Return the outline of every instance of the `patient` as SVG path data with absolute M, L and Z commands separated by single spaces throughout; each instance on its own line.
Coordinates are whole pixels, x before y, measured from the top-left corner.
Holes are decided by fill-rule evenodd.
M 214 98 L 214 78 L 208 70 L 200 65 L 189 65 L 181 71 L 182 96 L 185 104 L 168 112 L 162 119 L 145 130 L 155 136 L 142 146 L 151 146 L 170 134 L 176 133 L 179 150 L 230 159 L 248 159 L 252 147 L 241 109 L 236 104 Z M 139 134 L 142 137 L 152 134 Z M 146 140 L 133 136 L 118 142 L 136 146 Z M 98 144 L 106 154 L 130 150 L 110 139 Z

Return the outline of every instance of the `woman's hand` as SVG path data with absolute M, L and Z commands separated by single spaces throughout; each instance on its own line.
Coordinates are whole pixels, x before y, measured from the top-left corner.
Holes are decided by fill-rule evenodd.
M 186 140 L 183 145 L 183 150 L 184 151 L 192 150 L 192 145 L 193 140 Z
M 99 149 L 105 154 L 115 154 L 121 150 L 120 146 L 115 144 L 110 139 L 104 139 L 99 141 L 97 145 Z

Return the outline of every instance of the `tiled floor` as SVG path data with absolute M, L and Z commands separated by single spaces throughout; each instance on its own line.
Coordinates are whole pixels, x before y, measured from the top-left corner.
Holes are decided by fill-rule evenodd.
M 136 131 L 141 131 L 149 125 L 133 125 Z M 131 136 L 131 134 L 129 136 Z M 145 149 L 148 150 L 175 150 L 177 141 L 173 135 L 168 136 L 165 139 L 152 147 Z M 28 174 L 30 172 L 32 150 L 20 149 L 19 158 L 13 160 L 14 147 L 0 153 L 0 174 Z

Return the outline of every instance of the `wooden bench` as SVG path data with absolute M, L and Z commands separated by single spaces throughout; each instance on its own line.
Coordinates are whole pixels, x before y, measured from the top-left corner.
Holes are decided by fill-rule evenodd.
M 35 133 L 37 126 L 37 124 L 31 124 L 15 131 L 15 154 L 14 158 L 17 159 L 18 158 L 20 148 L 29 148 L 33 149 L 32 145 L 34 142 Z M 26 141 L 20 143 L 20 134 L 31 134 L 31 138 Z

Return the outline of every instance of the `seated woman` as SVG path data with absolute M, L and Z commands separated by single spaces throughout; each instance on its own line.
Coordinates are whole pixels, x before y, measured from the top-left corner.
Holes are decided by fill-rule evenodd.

- [Problem statement] Rewrite every line of the entries above as a single numbered list, one number per line, leaving out the blank lines.

- [Response to this task]
1. Return the outline of every instance of the `patient` as SVG path data with absolute M, L and Z commands separated by single spaces throughout; each instance on its own line.
2. Coordinates are whole pixels, x before y, measured from the top-left corner.
3. Holes are decided by fill-rule evenodd.
4. M 214 98 L 214 78 L 208 70 L 200 65 L 189 65 L 181 71 L 182 96 L 185 104 L 168 112 L 162 119 L 145 130 L 155 136 L 142 146 L 151 146 L 170 134 L 176 133 L 179 150 L 230 159 L 248 159 L 252 147 L 241 109 L 236 104 Z M 139 134 L 142 137 L 152 134 Z M 146 140 L 133 136 L 118 142 L 136 146 Z M 98 144 L 106 154 L 130 150 L 110 139 Z
5. Return the outline of every instance of the `woman's hand` as SVG path data with absolute M, L and Z commands separated by single spaces throughout; each instance on its own line.
6. Coordinates are whole pixels, x before y, measured from the top-left corner.
7. Holes are decided by fill-rule evenodd.
8. M 186 140 L 183 145 L 183 150 L 184 151 L 192 150 L 192 145 L 193 140 Z
9. M 99 149 L 105 154 L 115 154 L 121 150 L 120 146 L 115 144 L 110 139 L 104 139 L 99 141 L 97 145 Z
10. Return the outline of every instance of the `tiled floor` as SVG path data with absolute M, L and Z commands separated by single spaces throughout; each instance on its own line.
11. Coordinates are whole pixels, x before y, measured from the top-left corner.
12. Holes are decided by fill-rule evenodd.
13. M 136 131 L 141 131 L 149 125 L 133 125 Z M 131 136 L 131 134 L 129 136 Z M 145 149 L 148 150 L 175 150 L 177 141 L 173 135 L 168 136 L 165 139 L 152 147 Z M 28 174 L 30 172 L 32 150 L 20 149 L 19 158 L 13 160 L 14 147 L 0 153 L 0 174 Z
14. Return the outline of every instance of the `wooden bench` as SVG path data with absolute M, L and Z commands separated by single spaces throughout; each instance on its own line.
15. Coordinates are whole pixels, x before y, measured from the top-left corner.
16. Holes are decided by fill-rule evenodd.
17. M 35 133 L 37 126 L 37 124 L 31 124 L 15 131 L 15 154 L 14 158 L 17 159 L 18 158 L 20 148 L 29 148 L 33 149 L 32 145 L 34 142 Z M 26 141 L 20 143 L 20 134 L 31 134 L 31 138 Z
18. Return the outline of every instance of the `seated woman` as SVG path data with absolute M, L and Z commands separated by single spaces throughout; each instance on its own line.
19. Coordinates are whole pixels, x before y, measured from the top-left corner.
20. Holes are decided by fill-rule evenodd.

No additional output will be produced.